Consigne de travail →
Relevez tous les noms propres (de personne, de média et de lieu) qui figurent dans l'extrait ci-dessous sur la rentrée scolaire.

Extrait du document →
Par François Jarraud


Le Café pédagogique a partagé cette rentrée avec des enseignants, sur le terrain. Nous avons passé la pré-rentrée au sein d'un conseil d'école dans une ZEP. La rentrée des élèves nous a trouvé à Gennevilliers dans un lycée tout neuf au sein d'une zone en réaménagement. Partout nous avons trouvé des enseignants qui font face aux difficultés du métier et semblent assez loin des débats de la refondation...



Pré-rentrée : A la Goutte d’or, comment l’école se remobilise...

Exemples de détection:
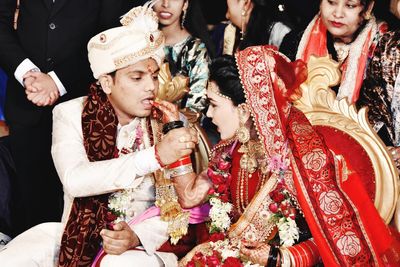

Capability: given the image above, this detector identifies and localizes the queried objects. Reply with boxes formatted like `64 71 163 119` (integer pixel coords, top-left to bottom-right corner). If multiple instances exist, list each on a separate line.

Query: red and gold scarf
59 84 118 267
233 46 398 266
296 14 387 103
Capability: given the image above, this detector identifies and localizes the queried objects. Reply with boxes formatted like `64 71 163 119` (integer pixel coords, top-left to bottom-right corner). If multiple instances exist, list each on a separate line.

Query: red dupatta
236 46 396 266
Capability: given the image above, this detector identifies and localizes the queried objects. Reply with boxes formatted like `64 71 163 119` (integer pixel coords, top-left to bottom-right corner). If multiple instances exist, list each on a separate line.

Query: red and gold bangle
164 164 193 178
167 156 192 169
288 239 319 266
154 145 166 168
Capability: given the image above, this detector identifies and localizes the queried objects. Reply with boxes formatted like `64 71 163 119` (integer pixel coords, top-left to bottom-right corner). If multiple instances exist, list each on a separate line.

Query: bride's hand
388 146 400 169
153 100 179 123
240 240 271 266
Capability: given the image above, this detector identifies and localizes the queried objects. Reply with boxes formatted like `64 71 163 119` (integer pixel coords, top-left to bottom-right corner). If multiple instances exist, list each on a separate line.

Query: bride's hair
210 55 246 106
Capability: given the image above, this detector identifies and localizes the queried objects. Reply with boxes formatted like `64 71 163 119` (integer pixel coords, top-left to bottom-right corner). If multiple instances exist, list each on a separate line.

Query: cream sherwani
0 97 177 267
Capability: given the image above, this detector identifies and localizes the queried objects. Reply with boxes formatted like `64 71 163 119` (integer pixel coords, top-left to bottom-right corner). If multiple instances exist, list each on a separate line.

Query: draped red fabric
58 84 118 267
236 47 396 266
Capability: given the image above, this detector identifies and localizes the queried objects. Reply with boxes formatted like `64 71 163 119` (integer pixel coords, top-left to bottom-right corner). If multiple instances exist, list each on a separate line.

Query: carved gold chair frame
295 56 399 226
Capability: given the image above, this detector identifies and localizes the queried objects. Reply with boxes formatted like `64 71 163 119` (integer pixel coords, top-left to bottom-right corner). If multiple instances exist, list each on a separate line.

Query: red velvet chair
295 57 399 223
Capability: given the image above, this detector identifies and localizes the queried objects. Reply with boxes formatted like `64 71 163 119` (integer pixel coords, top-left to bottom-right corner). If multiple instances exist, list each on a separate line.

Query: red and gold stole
59 84 118 267
234 46 398 266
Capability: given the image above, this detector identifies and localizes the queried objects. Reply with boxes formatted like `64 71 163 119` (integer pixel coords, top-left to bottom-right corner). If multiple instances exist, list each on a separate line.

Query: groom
0 4 197 266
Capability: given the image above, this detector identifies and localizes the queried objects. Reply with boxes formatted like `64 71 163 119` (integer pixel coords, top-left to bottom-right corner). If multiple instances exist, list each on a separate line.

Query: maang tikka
236 104 258 174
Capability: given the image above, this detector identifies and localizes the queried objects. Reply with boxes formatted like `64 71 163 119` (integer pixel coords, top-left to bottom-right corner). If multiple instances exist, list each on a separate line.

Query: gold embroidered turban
88 1 164 79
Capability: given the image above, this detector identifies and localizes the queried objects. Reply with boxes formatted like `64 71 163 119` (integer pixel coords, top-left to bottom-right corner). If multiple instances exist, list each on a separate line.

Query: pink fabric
91 203 211 267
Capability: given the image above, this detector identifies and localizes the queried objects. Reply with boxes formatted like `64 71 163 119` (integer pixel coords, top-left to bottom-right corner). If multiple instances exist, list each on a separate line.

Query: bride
160 46 399 266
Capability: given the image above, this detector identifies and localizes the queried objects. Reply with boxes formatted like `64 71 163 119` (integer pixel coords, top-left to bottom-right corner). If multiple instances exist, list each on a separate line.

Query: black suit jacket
0 0 137 125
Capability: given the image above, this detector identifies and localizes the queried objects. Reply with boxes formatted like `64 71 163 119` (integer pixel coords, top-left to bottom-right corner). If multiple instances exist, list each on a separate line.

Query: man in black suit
0 0 138 235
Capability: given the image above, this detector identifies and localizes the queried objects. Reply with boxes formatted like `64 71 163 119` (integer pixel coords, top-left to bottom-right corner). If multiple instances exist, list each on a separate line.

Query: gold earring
240 9 246 40
236 106 250 144
181 9 186 29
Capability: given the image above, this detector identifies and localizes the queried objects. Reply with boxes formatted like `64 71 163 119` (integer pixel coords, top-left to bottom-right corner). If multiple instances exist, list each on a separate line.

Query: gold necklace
333 42 350 64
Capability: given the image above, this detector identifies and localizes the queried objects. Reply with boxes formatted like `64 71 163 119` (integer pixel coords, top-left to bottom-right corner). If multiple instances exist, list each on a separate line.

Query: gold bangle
164 164 193 178
279 248 292 267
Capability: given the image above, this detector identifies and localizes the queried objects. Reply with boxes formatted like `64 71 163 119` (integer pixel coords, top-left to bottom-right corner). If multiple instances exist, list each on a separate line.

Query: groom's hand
100 222 140 255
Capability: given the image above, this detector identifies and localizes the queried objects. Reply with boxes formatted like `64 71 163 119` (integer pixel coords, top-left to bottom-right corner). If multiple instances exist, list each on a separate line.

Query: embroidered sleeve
51 102 159 197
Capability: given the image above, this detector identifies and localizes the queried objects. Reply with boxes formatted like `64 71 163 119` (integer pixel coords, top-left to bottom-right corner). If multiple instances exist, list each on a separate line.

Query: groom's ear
99 75 113 95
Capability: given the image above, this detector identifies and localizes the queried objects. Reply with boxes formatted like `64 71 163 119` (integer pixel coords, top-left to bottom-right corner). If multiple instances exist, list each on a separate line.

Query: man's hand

Réponse attendue →
François Jarraud, Le Café pédagogique, Gennevilliers, la Goutte d'or